• SET EXERCISE
Rewrite the listing, starting at the line that contains "Cam-trap alert: motion was detected. Identify woman in red" and continuing through the end, with "night-vision image" changed to "thermal image" and everything else left as it is.

Begin

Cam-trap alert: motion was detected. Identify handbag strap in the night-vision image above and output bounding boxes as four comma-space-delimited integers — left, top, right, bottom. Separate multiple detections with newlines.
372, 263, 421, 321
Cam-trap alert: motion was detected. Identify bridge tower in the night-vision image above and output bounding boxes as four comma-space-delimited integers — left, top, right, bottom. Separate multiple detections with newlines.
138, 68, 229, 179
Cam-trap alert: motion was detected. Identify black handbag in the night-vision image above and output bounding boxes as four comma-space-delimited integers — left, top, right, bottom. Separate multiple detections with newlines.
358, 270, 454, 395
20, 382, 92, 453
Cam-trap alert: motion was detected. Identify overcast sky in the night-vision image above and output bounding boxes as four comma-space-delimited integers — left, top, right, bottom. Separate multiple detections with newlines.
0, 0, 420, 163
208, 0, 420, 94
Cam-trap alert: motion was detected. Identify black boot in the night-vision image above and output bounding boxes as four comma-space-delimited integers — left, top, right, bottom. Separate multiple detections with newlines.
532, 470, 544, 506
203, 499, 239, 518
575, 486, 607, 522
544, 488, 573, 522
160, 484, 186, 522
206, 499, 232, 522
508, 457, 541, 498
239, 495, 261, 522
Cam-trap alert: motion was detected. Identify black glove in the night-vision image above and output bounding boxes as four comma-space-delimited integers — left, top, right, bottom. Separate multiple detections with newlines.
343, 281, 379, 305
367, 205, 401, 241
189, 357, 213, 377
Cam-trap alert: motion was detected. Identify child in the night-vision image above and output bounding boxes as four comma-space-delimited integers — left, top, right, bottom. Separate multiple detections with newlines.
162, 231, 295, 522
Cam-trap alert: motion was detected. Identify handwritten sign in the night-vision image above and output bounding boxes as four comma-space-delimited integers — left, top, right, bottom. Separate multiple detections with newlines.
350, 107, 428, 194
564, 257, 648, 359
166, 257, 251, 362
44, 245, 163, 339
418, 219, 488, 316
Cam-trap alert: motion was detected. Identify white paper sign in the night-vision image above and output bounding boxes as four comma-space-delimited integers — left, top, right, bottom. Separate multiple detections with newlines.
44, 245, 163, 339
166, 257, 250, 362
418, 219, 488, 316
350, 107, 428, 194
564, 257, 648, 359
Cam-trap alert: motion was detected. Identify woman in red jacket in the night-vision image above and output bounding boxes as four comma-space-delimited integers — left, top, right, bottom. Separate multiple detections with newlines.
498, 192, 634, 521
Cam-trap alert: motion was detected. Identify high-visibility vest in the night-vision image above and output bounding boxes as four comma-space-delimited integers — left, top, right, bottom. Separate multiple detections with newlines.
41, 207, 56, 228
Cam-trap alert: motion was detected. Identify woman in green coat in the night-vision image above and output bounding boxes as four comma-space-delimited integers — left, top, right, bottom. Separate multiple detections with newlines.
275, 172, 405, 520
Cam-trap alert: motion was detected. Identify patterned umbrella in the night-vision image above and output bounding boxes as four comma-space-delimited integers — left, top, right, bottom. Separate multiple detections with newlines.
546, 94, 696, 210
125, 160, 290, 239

End

• FINISHED TASK
Cam-trap alert: motion was detected. Identify woman in red jacket in the thermal image above and output bounding boxes as four comma-space-delimited integers — left, top, right, bottom. Separate multiple detections with newlines.
498, 192, 634, 521
Cam-trap alert: motion was detected. Identify high-visibility vest in the thermal image above and output bounding boxes as four comma-space-delimited integers — left, top, right, bottom. Separate multiple detections with newlines.
41, 207, 56, 228
Cam-trap alert: motion was detected. Identify woman in green coat in the thermal image above and output bounding boxes as four comma-space-delimited integers — left, top, right, bottom. Separate multiple detections with newlines.
275, 172, 405, 520
Cam-trap alert: motion was detected. Identify patterned umbrella in the thermal image above and output bounding boxes as four comma-space-delimited integers — left, top, right, bottom. Separate multiple detections with newlines.
546, 94, 696, 210
125, 160, 290, 239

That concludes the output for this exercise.